Segmentation annotation entries
*****
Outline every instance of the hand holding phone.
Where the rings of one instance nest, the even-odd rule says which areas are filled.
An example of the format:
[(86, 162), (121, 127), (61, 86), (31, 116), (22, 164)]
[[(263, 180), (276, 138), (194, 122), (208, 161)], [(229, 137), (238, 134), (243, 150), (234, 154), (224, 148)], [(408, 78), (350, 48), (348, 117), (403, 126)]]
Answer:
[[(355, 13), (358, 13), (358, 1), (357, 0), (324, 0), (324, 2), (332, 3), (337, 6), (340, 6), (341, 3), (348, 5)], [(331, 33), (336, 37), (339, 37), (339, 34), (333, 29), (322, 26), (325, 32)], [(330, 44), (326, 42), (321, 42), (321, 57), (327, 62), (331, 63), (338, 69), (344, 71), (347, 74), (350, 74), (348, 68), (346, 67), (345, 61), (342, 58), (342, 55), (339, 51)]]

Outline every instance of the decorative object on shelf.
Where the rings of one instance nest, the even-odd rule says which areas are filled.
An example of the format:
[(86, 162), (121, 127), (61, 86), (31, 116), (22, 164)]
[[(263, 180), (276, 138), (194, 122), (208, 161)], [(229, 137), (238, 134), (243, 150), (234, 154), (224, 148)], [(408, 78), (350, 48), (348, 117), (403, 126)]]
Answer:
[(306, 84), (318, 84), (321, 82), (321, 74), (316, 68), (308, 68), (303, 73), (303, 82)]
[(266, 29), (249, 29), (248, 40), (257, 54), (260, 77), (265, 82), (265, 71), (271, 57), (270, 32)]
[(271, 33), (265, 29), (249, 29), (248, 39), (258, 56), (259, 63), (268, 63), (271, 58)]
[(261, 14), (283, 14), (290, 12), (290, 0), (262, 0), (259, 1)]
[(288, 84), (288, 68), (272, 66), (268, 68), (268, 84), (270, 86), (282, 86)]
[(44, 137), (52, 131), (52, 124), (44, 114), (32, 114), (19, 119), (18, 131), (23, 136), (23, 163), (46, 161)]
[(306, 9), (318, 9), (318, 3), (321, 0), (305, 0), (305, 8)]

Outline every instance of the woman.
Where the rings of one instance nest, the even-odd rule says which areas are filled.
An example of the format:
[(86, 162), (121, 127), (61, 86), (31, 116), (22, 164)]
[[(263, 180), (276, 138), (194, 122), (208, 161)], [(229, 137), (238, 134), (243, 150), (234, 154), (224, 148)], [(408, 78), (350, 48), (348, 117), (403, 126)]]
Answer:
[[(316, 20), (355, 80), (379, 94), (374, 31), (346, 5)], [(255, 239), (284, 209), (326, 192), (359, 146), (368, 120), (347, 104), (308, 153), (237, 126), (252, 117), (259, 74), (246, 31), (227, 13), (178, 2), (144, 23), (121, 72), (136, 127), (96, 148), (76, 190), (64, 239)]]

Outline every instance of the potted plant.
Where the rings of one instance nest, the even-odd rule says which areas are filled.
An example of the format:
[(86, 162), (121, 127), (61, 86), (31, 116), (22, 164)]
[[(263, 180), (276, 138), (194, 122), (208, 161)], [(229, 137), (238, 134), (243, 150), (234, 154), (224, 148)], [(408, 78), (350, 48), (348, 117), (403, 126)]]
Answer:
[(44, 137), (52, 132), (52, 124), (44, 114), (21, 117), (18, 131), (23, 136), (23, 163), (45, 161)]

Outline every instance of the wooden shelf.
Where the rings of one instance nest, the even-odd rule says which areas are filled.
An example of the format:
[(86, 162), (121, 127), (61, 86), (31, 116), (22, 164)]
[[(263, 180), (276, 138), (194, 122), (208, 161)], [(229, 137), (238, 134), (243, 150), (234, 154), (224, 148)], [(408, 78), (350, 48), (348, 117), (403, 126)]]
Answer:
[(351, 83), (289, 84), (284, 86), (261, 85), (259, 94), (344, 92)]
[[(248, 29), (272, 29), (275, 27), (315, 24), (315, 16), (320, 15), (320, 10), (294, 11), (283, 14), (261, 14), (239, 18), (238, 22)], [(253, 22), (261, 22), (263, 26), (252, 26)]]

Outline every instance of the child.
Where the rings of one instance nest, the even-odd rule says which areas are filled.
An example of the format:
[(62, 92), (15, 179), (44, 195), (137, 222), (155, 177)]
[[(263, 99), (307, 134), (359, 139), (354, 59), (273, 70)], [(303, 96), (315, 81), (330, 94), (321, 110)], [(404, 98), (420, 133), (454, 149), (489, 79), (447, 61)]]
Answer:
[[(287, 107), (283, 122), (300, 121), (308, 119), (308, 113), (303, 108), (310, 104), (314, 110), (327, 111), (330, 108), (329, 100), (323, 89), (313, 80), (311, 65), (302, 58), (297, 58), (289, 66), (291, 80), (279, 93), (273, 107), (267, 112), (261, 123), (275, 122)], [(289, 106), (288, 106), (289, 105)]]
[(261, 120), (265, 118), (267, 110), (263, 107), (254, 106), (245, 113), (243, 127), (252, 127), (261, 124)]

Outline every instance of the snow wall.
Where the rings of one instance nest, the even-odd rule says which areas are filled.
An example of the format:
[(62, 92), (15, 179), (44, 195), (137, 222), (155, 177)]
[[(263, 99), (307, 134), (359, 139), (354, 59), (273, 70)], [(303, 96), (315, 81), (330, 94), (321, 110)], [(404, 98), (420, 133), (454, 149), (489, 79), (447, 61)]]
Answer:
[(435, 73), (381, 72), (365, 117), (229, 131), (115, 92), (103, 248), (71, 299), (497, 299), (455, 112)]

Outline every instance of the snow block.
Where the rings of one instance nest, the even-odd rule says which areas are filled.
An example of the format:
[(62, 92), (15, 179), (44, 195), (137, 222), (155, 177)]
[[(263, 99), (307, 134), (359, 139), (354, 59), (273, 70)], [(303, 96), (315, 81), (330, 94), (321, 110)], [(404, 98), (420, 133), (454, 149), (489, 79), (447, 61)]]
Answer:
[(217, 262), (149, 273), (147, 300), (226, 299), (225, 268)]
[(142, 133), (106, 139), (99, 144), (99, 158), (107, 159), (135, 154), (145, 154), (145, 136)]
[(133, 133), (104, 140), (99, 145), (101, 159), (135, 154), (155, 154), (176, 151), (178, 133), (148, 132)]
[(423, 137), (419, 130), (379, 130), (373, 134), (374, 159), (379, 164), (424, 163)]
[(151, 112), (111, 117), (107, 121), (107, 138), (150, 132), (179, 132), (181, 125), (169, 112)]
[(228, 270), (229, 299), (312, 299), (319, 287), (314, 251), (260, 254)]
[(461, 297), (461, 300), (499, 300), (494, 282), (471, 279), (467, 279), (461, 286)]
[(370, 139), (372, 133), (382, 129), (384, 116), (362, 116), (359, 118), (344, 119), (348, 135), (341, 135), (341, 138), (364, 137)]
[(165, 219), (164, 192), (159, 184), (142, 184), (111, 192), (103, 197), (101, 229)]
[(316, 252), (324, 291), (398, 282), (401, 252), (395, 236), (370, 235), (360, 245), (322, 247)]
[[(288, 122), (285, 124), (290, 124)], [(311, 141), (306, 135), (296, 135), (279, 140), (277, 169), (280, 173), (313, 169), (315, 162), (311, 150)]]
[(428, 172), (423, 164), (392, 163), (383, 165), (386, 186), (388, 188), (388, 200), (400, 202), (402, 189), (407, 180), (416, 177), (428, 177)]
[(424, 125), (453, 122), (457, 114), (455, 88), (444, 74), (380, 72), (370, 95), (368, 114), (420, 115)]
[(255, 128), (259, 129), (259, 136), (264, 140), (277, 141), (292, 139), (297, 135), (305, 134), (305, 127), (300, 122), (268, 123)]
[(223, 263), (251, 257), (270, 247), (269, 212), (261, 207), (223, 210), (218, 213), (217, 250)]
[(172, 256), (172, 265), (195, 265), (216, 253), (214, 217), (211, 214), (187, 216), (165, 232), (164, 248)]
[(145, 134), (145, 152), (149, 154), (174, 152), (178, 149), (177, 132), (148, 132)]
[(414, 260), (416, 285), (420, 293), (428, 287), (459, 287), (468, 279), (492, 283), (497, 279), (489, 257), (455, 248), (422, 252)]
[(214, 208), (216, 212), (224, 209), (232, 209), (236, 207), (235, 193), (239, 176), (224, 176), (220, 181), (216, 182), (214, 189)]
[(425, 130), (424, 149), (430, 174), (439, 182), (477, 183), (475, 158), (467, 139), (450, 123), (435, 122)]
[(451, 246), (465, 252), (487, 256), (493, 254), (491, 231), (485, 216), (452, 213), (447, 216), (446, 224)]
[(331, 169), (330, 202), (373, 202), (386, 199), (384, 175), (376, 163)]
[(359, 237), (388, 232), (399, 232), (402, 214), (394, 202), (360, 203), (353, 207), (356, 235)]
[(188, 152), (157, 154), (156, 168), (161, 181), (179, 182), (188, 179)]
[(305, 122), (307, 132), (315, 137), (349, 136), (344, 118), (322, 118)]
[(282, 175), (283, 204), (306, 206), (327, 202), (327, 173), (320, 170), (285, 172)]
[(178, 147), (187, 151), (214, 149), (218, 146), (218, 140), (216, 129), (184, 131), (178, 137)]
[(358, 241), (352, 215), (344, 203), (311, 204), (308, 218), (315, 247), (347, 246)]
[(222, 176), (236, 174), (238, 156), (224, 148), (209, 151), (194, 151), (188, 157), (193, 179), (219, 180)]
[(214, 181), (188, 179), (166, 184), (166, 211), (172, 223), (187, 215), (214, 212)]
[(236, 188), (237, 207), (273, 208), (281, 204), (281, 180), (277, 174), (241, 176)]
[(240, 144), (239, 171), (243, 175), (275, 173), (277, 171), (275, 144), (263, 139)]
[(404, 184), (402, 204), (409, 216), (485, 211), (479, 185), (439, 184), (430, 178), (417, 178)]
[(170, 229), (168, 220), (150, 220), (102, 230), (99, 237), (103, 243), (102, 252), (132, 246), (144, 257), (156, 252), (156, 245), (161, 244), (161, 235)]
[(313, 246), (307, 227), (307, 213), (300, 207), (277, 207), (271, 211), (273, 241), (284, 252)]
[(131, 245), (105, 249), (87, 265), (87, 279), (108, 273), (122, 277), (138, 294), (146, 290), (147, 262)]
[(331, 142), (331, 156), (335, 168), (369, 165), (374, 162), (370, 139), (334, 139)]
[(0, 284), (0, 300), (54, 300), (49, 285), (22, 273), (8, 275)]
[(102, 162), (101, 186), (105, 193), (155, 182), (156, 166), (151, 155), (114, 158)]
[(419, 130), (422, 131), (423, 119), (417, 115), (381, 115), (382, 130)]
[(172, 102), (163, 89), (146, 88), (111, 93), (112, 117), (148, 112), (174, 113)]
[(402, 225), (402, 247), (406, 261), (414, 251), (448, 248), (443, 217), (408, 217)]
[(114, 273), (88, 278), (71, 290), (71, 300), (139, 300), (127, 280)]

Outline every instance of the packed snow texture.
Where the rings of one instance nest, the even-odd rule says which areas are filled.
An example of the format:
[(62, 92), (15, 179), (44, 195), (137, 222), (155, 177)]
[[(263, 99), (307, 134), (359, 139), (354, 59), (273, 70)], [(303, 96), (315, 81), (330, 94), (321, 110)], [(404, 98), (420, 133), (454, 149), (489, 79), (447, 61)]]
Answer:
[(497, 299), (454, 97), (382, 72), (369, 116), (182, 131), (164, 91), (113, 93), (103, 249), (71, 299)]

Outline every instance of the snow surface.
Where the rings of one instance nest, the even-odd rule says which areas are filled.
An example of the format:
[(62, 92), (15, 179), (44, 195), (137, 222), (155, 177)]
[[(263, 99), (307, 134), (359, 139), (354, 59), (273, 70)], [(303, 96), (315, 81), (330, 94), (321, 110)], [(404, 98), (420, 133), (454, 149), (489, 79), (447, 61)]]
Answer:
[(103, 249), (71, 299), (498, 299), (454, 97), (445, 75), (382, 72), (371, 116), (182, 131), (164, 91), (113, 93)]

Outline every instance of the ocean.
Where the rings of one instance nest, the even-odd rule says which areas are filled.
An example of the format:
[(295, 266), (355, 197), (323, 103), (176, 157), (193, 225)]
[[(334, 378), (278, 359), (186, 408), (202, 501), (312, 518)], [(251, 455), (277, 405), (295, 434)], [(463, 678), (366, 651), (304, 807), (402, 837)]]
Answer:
*****
● **The request**
Reproduce verbatim the lines starting at the one containing "Outline every instance of the ocean." and ending at the last line of the entries, both ends included.

● **Problem solution**
Outline every instance of the ocean.
Where the rings of one instance nest, the even-odd rule says which areas are filled.
An example of the format:
[(295, 266), (355, 197), (323, 103), (176, 157), (193, 225)]
[[(334, 378), (278, 359), (186, 408), (202, 501), (312, 518)], [(251, 455), (277, 405), (295, 434)], [(463, 678), (366, 651), (304, 807), (402, 837)]]
Answer:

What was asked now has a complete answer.